:: Exercise ::
Rescale everything from the start of the lines down to the one containing "[[[207,200],[216,144],[216,119],[179,116],[178,126],[177,199]]]", both ends included. Give these lines again in full, requests and all, with every polygon coordinate multiplied by 2.4 and rounded to a whole number, halves rounded up.

** Start Records provided **

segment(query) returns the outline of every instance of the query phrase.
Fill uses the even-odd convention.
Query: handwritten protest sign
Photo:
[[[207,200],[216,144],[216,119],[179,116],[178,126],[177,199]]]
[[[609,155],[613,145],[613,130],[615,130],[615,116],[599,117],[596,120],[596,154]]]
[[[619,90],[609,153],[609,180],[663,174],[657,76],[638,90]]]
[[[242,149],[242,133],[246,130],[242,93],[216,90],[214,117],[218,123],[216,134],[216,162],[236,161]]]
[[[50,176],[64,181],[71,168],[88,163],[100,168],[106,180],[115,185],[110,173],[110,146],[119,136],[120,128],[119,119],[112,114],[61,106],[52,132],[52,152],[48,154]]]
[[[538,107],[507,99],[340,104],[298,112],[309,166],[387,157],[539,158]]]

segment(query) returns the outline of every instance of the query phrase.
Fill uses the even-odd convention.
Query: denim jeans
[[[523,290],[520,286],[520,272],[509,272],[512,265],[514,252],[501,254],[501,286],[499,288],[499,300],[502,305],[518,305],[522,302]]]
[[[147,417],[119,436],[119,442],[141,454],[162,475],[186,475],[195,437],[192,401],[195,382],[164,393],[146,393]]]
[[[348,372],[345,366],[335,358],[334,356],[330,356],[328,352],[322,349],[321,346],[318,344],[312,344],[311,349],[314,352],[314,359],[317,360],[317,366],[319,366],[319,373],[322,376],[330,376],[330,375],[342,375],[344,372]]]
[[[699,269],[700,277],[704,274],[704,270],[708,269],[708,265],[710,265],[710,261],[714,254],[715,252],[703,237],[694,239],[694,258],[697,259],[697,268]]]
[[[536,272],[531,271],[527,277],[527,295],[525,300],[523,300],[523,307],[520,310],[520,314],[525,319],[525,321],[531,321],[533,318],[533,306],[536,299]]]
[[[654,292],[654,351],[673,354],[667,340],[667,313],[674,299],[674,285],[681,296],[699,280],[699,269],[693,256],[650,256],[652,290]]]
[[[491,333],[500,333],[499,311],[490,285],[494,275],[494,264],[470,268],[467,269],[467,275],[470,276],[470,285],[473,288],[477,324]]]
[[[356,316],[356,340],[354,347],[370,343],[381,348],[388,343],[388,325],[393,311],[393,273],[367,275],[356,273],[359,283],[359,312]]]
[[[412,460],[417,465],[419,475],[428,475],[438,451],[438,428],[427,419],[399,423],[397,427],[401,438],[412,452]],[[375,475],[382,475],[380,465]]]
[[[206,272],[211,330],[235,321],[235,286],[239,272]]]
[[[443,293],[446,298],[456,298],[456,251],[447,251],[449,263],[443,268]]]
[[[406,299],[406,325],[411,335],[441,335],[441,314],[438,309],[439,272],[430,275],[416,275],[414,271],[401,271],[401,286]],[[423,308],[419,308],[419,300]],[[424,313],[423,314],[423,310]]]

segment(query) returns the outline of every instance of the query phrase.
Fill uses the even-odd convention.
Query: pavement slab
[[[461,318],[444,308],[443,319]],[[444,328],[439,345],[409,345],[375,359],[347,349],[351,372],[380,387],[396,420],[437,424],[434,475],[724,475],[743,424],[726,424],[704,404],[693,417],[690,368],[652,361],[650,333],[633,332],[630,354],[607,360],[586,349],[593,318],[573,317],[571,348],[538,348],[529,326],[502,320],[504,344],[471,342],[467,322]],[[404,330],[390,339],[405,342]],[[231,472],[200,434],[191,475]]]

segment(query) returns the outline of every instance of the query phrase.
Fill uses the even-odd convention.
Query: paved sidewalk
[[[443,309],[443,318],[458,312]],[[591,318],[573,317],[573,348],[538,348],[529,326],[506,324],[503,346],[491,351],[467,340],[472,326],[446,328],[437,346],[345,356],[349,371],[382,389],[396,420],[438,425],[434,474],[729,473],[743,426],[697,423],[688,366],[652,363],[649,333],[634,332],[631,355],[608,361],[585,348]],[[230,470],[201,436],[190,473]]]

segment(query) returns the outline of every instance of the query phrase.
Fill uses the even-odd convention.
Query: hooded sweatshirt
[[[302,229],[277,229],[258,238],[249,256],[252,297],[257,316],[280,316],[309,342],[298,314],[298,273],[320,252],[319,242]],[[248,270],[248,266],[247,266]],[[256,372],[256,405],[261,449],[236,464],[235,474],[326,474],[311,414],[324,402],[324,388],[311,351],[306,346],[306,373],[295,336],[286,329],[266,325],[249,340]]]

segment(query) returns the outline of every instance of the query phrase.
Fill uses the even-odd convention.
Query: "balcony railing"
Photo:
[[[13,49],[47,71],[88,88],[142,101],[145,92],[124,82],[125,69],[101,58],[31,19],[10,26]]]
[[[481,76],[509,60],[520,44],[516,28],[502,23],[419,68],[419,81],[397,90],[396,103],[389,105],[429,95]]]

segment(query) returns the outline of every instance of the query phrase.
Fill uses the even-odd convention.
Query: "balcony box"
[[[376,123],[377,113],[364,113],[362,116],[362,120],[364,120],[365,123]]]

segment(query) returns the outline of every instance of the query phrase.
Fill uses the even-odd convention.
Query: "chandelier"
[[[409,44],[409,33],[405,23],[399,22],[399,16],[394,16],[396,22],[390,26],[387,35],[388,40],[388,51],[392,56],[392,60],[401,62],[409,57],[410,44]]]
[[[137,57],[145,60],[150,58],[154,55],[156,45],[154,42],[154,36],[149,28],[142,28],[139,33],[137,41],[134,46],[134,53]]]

** End Records provided **

:: The solution ::
segment(query) returns the outline of every instance of the query phrase.
Fill uses the even-odd convention.
Query: handwritten protest sign
Photo:
[[[497,480],[518,346],[518,286],[430,278],[427,302],[425,478]]]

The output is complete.